:: Problems to solve ::
A - Answer these questions from the page text about Social Support Systems joining a suicide prevention group:
(i) What organization did Social Support Systems become a member of?
(ii) What is the last risk factor in the list?
(iii) What issue does the writer believe lies at the root of suicidal ideation?
B - Carry on the post about Social Support Systems joining the suicide prevention alliance, picking up right after its final sentence.

Page text Block Start

SSS Joins ‘National Suicide Prevention Alliance’ to help prevent suicides amongst military and emergency service personnel

I’m very excited, because this week, Social Support Systems became  a member of the National Suicide Prevention Alliance (NSPA).

 

It seems that almost every week, there is news in the media of another soldier, paramedic, police officer or fire-fighter who has taken their own life – it is incredibly sad, and I believe that Social Support Systems (SSS) can have a great impact upon reducing the amount of suicides in the UK.

Some well known risk factors ‘associated’ with suicide are:

  • drug and alcohol misuse
  • history of abuse
  • unemployment
  • social isolation
  • poverty
  • poor social conditions
  • imprisonment
  • violence
  • family breakdown
  • critical incidents
  • Military experience

These are also some of the issues that our clients visit us with, sometimes after enduring years of mental distress and crisis, and I’m proud to say that our facilitators are providing credible and effective resolutions for people affected by psychological trauma – the issue that I believe is at the root of suicidal ideation.

Page text Block End
Entries shown Block Start

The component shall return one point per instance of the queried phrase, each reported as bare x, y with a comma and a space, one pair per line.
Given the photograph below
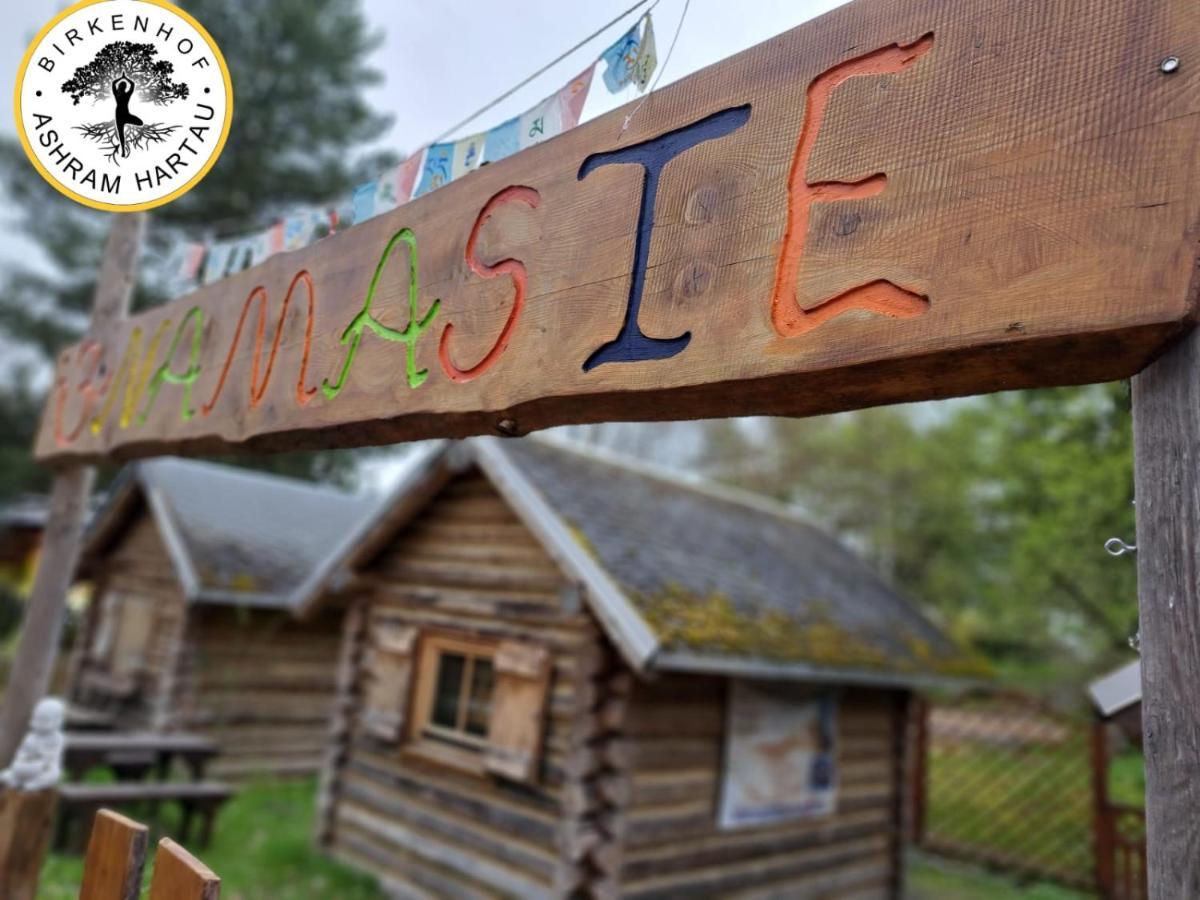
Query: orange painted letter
513, 268
881, 297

Entries shown Block End

:: Task-by-task outputs ::
A -
(i) The National Suicide Prevention Alliance (NSPA)
(ii) Military experience
(iii) Psychological trauma

B -
Recent statistics(1) stated that in 72% of recorded suicide cases, there had been no contact with a GP or mental health professional within the previous year, a curious statistic, which almost seems to blame the individual for their own demise – what then of the 28% who had disclosed to a GP and still committed suicide? Clearly those that did do found little solace in their treatment, or might i venture, the way they were treated?

This raises serious questions for the array of solutions available on the NHS for poor mental health, because clearly it isn’t working. The definitive evidence is that people are still killing themselves.

We see all manner of whipping posts blamed for the endless deaths – strain on the NHS, stigma, lack of uptake in treatment, comorbidity, government budget cuts, the ‘condition’ itself, and the myth of certain experiences being simply too damaging for recovery to take place etc etc – the fact is, the world of psychiatry is not prepared to challenge itself, to ask itself the awkward questions, to ask why the therapies they recommend aren’t effective.

At SSS we work from a person-centred point of view and continue to work hard for a change in perspective regarding research and therapy for posttraumatic stress.

Our commitment to the NSPA is to continue our work to resolve psychological trauma in those from an emergency service or military background, in order to help save the lives of those who have sacrificed much for our country and our communities.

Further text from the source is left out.